## Texto de origem

++++++++

Gilmar Mauro: ‘Lula não fez reforma agrária, mas somente política de assentamentos’
O mês de abril se encerra e com ele mais uma edição da Jornada Nacional de Luta pela Reforma Agrária organizada pelo Movimento dos Trabalhadores Rurais Sem Terra (MST). Em entrevista ao Correio da Cidadania, Gilmar Mauro, dirigente nacional do movimento, analisa mais essa jornada, que reivindica o cumprimento das antiqüíssimas promessas de promoção de reforma agrária e apoio aos assentamentos.
No entanto, Gilmar ressalta que não é mais possível manter as reivindicações por distribuição de terras dentro dos parâmetros antigos, uma vez que o agronegócio e seus grandes grupos econômicos estão no controle de todo o processo produtivo, não se limitando somente à propriedade da terra.
Tal constatação nos leva à crucial questão de rediscutirmos que tipo de produção e alimentação queremos para a humanidade, hoje às voltas com a forte presença dos agrotóxicos e a destruição ambiental proporcionada por tal modelo. Além disso, destaca que o movimento ainda não discute o pleito presidencial exatamente para evitar que a jornada seja tratada como eleitoreira, quando na verdade se baseia em toda uma ‘amarelada’ pauta de necessidades e exigências.
A entrevista completa com Gilmar Mauro pode ser conferida a seguir.
Correio da Cidadania: Os críticos mais à direita levantam insistentemente contra a reforma agrária o argumento de que a conclusão da urbanização a tornou desnecessária, uma vez que teria impulsionado o mercado interno. Ademais, a diversificação do mundo rural, incrementando a oferta de alimentos de forma a suprir a demanda, teria deixado sem sentido a idéia de uma reforma agrária, vez que não se poderia imaginar o futuro de um país como o Brasil sem a agricultura de grande escala, atraindo as massas urbanas novamente para o campo. O que você responderia a estes críticos?
Gilmar Mauro: Em primeiro lugar, toda a lógica da produção agrícola no Brasil e no mundo responde única e exclusivamente à lógica do grande capital, ou seja, do lucro.
As empresas investem na agricultura como mais um espaço de valorização do capital, por isso que hoje toda a produção – terra, comercialização, indústria, patente, tecnologia etc. – é controlada apenas por alguns grupos econômicos. Causando, conseqüentemente, impactos gravíssimos ao tipo de alimentos que a humanidade consome (à custa de hormônios e antibióticos, já que a lógica do capital é tentar diminuir os custos para ganhar mais dinheiro). Em suma, não há qualquer preocupação com o tipo de alimentação que a humanidade terá.
Isso sem falar no impacto ambiental, com a monocultura e a utilização em grande escala de agrotóxicos contaminando os rios, lagos, lençóis freáticos e também o ar. Peguemos um exemplo brasileiro: há informações de que estamos com 175 milhões de cabeças de boi no Brasil, quase uma por pessoa. Na medida em que ocorre a crise energética e se investe bastante em cana e etanol, cidades como São Paulo viram um mar de cana e toda a pecuária se estende para o Centro-Oeste e Norte do país. O Centro- Oeste é nascedouro de vários mundos, portanto, isso causa impacto ambiental gravíssimo. E a destruição da mata da Amazônia também terá um impacto que dificilmente conseguiremos reverter.

++++++++

## Linhas
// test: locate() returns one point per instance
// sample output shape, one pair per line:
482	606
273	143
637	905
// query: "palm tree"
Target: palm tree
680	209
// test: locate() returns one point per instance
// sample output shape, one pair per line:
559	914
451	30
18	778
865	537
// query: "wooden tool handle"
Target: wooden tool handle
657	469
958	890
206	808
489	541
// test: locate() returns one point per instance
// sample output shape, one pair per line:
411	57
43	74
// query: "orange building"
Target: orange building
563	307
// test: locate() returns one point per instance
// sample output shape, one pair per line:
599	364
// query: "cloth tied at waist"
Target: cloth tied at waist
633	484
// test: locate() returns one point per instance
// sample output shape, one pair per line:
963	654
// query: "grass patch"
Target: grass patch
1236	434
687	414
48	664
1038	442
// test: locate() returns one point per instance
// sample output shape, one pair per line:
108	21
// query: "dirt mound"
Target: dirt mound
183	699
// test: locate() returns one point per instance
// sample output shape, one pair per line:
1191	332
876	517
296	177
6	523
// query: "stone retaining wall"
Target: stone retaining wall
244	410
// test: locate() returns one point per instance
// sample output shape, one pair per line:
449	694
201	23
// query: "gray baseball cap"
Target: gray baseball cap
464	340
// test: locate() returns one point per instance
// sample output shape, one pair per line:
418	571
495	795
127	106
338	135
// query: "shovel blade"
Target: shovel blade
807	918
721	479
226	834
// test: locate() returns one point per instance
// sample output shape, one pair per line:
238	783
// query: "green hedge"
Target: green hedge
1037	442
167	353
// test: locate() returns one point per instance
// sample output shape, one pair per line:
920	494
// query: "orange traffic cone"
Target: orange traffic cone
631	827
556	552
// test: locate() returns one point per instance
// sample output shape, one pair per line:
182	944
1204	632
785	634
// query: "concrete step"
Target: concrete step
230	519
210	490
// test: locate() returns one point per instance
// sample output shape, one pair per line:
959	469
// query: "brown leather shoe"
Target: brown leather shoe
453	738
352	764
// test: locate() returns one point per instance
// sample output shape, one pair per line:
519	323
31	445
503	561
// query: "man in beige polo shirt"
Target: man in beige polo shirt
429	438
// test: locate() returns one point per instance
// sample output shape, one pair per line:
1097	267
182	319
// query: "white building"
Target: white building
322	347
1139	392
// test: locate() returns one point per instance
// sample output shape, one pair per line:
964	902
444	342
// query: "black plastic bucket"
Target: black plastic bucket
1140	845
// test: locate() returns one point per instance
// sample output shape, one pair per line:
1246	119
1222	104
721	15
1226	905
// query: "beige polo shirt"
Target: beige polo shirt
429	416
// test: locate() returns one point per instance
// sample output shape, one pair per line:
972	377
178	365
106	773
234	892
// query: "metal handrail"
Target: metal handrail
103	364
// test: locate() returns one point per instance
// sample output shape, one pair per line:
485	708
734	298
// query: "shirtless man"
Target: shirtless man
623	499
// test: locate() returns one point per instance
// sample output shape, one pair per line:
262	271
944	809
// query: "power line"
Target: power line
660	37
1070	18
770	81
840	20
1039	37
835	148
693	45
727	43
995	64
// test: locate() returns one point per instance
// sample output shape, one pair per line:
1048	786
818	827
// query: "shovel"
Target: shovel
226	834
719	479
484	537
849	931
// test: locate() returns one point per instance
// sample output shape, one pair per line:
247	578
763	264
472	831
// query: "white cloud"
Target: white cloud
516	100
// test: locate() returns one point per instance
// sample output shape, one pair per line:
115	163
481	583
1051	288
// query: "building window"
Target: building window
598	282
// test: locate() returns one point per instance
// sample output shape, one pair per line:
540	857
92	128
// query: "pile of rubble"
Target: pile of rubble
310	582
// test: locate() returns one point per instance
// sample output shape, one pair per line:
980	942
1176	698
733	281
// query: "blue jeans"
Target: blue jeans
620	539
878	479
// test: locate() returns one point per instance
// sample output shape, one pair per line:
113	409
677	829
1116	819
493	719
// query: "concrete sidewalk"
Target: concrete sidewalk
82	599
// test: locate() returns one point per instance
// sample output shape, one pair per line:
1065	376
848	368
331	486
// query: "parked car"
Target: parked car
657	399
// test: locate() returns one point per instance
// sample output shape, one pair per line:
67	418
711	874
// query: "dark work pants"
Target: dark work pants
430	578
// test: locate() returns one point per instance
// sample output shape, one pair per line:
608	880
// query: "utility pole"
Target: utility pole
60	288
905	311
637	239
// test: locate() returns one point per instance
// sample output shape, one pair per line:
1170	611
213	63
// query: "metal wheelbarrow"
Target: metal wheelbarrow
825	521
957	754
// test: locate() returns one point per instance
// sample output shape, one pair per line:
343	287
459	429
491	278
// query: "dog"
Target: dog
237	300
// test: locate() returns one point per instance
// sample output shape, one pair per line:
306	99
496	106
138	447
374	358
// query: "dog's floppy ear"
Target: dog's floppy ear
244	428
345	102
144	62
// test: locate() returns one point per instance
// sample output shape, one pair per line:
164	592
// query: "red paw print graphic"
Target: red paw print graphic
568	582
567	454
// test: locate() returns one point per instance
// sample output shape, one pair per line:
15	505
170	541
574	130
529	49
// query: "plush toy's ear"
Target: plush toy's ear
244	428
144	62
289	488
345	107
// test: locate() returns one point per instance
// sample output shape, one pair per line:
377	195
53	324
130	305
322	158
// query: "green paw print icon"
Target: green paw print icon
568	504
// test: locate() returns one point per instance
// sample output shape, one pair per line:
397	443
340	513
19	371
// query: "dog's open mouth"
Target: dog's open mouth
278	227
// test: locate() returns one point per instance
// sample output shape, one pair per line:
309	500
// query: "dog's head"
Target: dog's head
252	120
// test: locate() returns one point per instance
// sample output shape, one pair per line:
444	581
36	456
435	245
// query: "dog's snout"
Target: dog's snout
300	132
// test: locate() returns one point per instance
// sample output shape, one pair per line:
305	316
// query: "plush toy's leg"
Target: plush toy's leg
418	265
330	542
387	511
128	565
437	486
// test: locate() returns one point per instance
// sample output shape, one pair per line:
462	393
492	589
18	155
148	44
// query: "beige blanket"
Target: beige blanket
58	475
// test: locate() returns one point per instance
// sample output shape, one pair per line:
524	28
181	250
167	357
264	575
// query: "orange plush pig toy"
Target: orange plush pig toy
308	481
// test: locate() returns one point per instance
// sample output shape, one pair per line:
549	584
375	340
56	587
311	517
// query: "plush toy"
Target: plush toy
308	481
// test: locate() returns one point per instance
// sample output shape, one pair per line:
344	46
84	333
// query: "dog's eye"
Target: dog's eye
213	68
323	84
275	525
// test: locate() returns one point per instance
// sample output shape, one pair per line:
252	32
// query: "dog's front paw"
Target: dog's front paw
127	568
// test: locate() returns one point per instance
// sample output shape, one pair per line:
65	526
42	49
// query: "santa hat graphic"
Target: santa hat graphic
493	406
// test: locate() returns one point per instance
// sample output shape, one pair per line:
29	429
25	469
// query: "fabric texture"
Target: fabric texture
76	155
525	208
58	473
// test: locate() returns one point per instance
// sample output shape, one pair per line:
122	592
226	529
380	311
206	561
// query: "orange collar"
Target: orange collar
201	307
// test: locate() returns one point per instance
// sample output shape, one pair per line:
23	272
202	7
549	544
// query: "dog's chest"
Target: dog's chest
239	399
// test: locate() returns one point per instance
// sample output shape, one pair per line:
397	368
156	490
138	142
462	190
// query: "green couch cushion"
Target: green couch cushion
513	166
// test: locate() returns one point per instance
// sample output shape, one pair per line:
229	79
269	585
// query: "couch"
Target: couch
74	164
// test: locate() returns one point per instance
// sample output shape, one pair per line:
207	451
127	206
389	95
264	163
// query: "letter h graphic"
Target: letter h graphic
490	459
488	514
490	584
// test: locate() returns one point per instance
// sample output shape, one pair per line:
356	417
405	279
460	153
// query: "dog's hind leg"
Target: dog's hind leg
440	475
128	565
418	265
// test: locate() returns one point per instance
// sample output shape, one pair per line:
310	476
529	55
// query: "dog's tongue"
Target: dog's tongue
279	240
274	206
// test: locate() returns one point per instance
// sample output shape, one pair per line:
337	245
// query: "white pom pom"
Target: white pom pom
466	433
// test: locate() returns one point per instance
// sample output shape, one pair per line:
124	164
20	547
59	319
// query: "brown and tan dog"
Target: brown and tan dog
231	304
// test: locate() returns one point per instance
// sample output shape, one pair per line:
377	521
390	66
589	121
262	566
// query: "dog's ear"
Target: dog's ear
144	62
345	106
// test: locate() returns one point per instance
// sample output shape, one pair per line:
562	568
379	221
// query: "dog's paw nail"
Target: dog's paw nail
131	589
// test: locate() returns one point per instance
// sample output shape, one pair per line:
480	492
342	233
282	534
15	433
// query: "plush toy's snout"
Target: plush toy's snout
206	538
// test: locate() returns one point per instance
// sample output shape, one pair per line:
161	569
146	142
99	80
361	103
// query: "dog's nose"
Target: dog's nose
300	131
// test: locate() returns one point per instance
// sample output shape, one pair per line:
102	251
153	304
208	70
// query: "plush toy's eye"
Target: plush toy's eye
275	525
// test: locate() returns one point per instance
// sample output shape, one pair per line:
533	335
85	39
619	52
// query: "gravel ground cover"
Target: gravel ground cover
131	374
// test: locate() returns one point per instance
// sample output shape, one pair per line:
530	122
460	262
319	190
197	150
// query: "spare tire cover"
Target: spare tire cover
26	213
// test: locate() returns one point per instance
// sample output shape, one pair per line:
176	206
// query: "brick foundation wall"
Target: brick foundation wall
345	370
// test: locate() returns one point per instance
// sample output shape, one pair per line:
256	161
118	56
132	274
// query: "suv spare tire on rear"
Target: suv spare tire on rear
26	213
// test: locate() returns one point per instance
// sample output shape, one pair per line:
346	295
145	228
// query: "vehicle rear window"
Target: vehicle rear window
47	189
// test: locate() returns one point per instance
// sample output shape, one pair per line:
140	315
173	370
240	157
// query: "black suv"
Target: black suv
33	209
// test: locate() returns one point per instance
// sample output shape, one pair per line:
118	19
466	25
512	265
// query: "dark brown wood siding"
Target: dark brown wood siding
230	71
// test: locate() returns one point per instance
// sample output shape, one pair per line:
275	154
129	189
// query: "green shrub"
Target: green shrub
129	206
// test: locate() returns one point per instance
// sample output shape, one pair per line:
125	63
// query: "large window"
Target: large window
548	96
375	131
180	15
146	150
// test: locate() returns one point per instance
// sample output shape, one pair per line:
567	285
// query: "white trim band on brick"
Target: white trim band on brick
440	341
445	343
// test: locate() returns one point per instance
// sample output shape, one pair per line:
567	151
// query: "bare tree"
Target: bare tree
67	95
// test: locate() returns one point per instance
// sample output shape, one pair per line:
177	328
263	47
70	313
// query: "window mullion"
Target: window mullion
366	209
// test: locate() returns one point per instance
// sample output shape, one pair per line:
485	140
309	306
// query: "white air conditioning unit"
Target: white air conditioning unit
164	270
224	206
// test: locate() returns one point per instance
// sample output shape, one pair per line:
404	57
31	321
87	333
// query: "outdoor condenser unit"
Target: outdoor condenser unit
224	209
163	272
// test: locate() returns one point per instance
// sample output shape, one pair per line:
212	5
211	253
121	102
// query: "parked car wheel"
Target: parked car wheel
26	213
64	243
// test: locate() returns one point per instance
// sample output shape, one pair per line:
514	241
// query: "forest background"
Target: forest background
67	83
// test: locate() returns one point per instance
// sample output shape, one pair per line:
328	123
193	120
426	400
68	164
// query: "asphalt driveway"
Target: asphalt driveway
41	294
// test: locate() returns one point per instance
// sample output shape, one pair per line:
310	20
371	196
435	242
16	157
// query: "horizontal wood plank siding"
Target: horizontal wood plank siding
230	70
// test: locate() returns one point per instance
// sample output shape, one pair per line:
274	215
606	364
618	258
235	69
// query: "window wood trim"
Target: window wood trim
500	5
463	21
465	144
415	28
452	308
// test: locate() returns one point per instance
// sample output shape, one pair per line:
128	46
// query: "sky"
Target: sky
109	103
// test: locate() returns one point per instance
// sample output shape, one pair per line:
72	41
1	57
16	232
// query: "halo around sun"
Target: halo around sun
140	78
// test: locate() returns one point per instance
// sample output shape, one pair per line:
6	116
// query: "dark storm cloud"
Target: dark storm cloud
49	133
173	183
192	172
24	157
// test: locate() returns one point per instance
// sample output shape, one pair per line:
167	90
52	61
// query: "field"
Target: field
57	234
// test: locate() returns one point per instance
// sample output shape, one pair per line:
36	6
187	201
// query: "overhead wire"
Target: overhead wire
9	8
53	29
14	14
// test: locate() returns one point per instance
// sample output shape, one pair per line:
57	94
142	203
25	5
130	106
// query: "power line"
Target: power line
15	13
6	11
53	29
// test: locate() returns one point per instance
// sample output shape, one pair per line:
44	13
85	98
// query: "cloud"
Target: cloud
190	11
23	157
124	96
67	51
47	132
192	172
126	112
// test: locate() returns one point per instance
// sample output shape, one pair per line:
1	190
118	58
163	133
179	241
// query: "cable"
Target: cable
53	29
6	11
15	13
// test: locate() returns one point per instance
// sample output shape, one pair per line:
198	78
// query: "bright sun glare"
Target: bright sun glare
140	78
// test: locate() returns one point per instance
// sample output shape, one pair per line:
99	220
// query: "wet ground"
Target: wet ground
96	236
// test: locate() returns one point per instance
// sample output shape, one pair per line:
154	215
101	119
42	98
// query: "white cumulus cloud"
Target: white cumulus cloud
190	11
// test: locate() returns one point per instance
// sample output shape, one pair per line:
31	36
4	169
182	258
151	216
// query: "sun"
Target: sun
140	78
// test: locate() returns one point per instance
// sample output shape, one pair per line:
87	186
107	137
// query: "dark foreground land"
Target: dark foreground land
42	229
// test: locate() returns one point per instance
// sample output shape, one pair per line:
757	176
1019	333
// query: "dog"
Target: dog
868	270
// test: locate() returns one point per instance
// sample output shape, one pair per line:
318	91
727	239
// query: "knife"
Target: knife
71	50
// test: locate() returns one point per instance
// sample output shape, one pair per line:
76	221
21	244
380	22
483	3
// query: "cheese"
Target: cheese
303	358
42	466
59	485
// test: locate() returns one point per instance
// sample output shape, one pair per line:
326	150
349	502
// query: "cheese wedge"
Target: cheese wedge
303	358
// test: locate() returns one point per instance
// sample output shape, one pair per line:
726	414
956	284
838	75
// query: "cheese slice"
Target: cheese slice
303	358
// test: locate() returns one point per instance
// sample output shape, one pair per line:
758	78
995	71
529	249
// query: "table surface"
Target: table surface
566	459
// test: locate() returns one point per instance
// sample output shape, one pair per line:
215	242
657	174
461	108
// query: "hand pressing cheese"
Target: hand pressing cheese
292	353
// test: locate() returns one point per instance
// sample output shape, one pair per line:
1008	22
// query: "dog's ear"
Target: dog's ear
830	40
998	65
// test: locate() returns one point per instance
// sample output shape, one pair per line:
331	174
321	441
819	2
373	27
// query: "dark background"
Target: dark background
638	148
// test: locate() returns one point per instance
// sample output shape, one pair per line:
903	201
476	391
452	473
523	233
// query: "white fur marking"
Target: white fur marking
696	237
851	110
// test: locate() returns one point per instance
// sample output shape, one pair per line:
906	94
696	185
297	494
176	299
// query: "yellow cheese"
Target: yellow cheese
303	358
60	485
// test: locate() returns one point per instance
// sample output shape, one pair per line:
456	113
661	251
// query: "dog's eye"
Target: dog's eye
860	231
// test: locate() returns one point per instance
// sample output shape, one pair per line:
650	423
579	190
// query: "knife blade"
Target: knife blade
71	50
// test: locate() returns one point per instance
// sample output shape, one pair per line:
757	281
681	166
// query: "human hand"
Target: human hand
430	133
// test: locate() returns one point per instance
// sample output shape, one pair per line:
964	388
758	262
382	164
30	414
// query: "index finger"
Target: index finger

++++++++

## Instruções e requisitos
Reescreva o trecho do texto de origem que vai de "No entanto, Gilmar" até "necessidades e exigências.", inclusive, trocando "agrotóxicos" por "pesticidas".

## Resposta do exercício
No entanto, Gilmar ressalta que não é mais possível manter as reivindicações por distribuição de terras dentro dos parâmetros antigos, uma vez que o agronegócio e seus grandes grupos econômicos estão no controle de todo o processo produtivo, não se limitando somente à propriedade da terra.
Tal constatação nos leva à crucial questão de rediscutirmos que tipo de produção e alimentação queremos para a humanidade, hoje às voltas com a forte presença dos pesticidas e a destruição ambiental proporcionada por tal modelo. Além disso, destaca que o movimento ainda não discute o pleito presidencial exatamente para evitar que a jornada seja tratada como eleitoreira, quando na verdade se baseia em toda uma ‘amarelada’ pauta de necessidades e exigências.